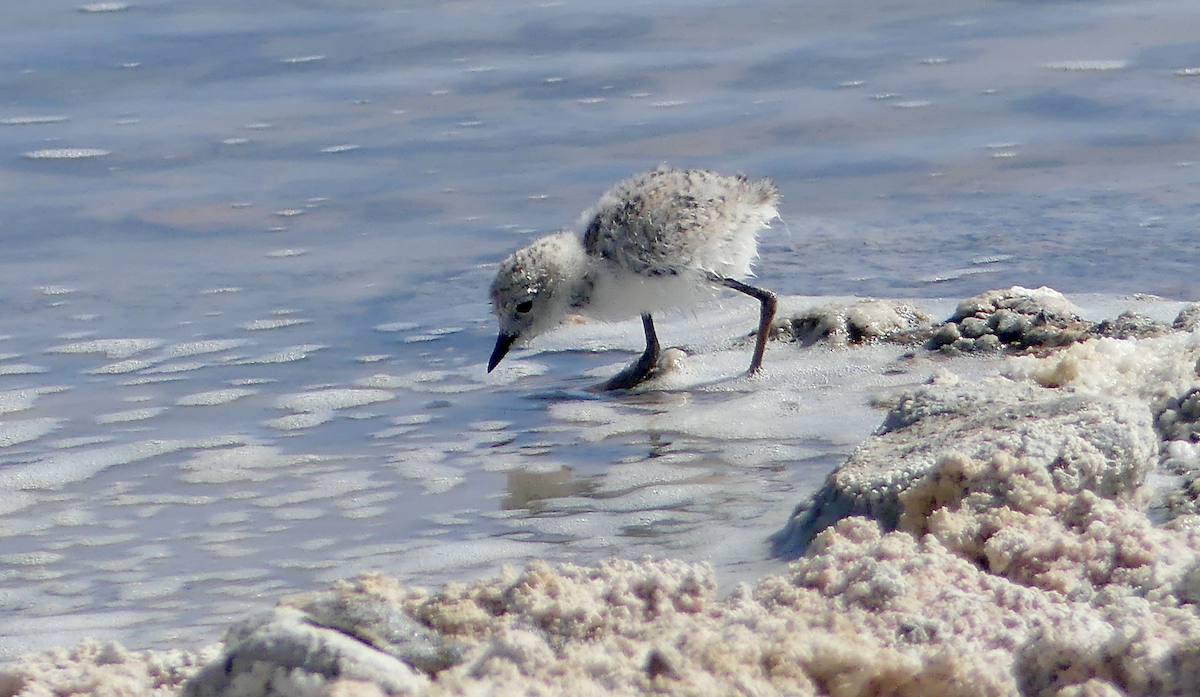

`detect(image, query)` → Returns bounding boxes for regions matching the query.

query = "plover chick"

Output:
[487,168,779,390]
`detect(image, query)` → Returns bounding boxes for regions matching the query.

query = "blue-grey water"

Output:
[0,0,1200,660]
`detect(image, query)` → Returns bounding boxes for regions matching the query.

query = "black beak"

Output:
[487,332,517,373]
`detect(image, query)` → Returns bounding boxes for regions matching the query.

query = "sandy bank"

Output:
[7,289,1200,697]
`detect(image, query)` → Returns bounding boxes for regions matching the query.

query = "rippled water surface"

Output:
[0,0,1200,659]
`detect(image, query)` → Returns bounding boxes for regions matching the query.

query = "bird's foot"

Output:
[600,355,659,392]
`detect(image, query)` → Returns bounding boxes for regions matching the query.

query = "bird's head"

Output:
[487,232,587,372]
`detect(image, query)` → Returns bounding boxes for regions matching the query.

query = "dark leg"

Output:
[709,274,775,375]
[602,312,659,390]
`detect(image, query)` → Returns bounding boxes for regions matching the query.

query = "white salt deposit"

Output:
[0,0,1200,667]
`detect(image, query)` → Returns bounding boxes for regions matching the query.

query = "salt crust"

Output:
[7,286,1200,697]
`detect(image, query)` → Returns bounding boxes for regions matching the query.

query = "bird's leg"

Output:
[709,274,775,375]
[602,312,659,390]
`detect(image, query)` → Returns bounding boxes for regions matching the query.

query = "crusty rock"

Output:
[773,373,1158,557]
[928,286,1096,354]
[184,606,430,697]
[772,300,930,346]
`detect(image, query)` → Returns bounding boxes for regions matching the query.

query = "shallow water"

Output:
[0,0,1200,659]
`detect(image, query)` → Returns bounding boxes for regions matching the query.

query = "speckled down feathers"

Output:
[583,169,779,276]
[491,168,779,343]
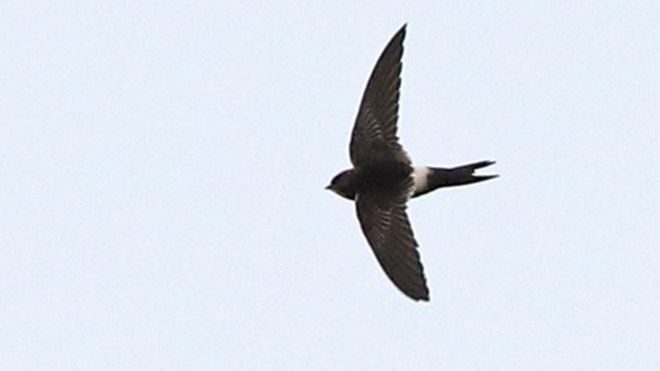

■ ■ ■ ■ ■

Format every line in the entries above as a numbered list, skipping blank lines and leaving out the pictures.

1. `detect(image, query)` → Returns bounding boxes for regions matching the query.
2. query = "plover chick"
3. Output:
4. [487,168,779,390]
5. `detect(image, query)` → Returns bounding boxes for regions matching the query.
6. query = "blue-grey water"
7. Output:
8. [0,0,1200,660]
9. `detect(image, query)` → Returns bounding boxes for regions matching the query.
10. query = "black beak"
11. Output:
12. [487,332,517,373]
13. `detect(image, query)` → Returns bounding boxes for regions matching the query.
14. query = "sandy bank"
15. Output:
16. [7,289,1200,697]
17. `detect(image, query)` → Returns bounding boxes for regions matching the query.
18. query = "rippled water surface"
19. Output:
20. [0,0,1200,659]
21. `detect(image, query)` → Returns bounding boxes for regions matching the query.
22. query = "bird's foot"
23. Output:
24. [600,355,659,392]
25. `detect(image, query)` → Returns bounding boxes for regions matching the query.
26. query = "bird's head"
27. Output:
28. [487,232,587,372]
29. `detect(image, query)` → Returns bounding boxes for regions matching the query.
30. query = "dark leg"
31. Output:
32. [709,274,775,375]
33. [602,312,659,390]
34. `detect(image, query)` → Returns bounding boxes for regions matching the query.
35. query = "white salt deposit"
36. Output:
37. [0,0,1200,667]
38. `detect(image, query)` → Returns bounding boxes for regions matching the query.
39. query = "salt crust"
40. Output:
41. [7,286,1200,697]
42. `detect(image, query)` → Returns bounding boxes for regions matching the query.
43. query = "bird's leg"
44. Output:
45. [709,274,775,375]
46. [602,312,659,390]
47. `detect(image, query)` → Returns bounding boxes for regions matching the query.
48. query = "crusty rock"
49. Output:
50. [773,373,1158,557]
51. [928,286,1096,354]
52. [184,606,430,697]
53. [772,300,930,346]
54. `detect(image, query)` → Returns bounding boxes for regions matching the query.
55. query = "shallow water"
56. Output:
57. [0,0,1200,659]
58. `detect(image, query)` → Returns bounding boxes for regions matching the query.
59. query = "speckled down feathers"
60. Output:
61. [583,169,779,276]
62. [491,168,779,343]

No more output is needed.